+++ Exercise input

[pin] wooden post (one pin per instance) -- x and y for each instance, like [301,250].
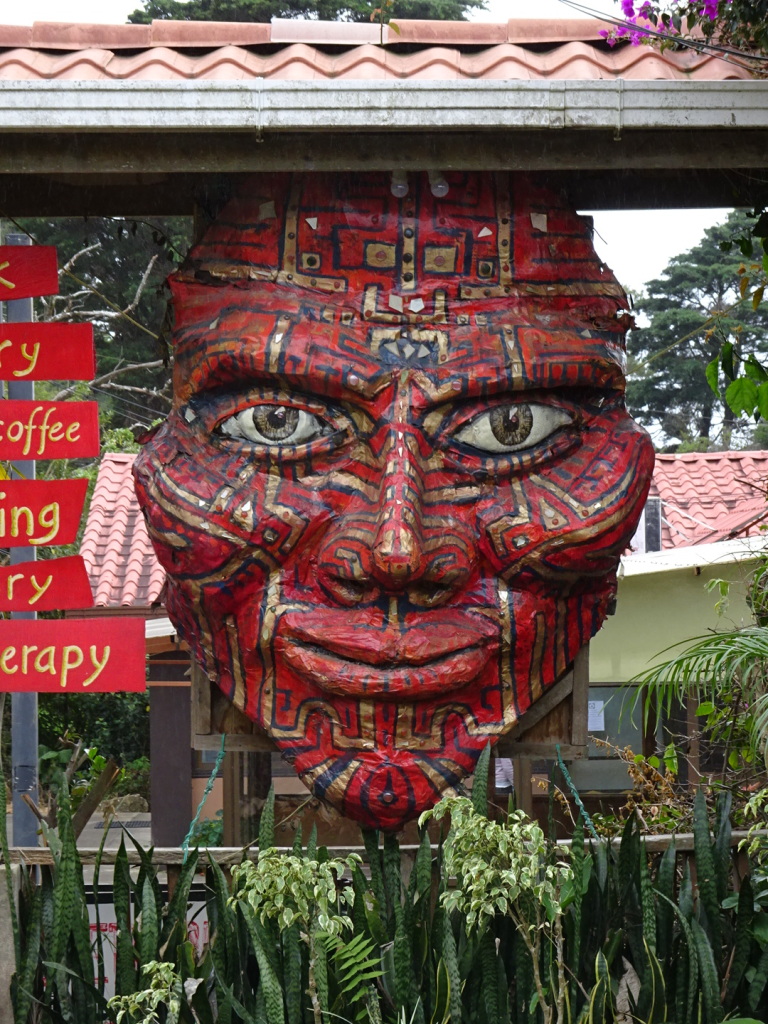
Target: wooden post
[232,774]
[170,756]
[523,794]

++++++

▸ **Given request**:
Shift every answer coordinate in the listing by adding 105 to each x and y value, and write out all of its lines again, requests included. Leave the request text and its sample coordinates unchanged, and omit the pictures.

▸ **Solution for this task**:
[pin] wooden post (one pin per instance) -- x and y for each instance, like [301,250].
Target: wooden post
[337,879]
[275,861]
[628,899]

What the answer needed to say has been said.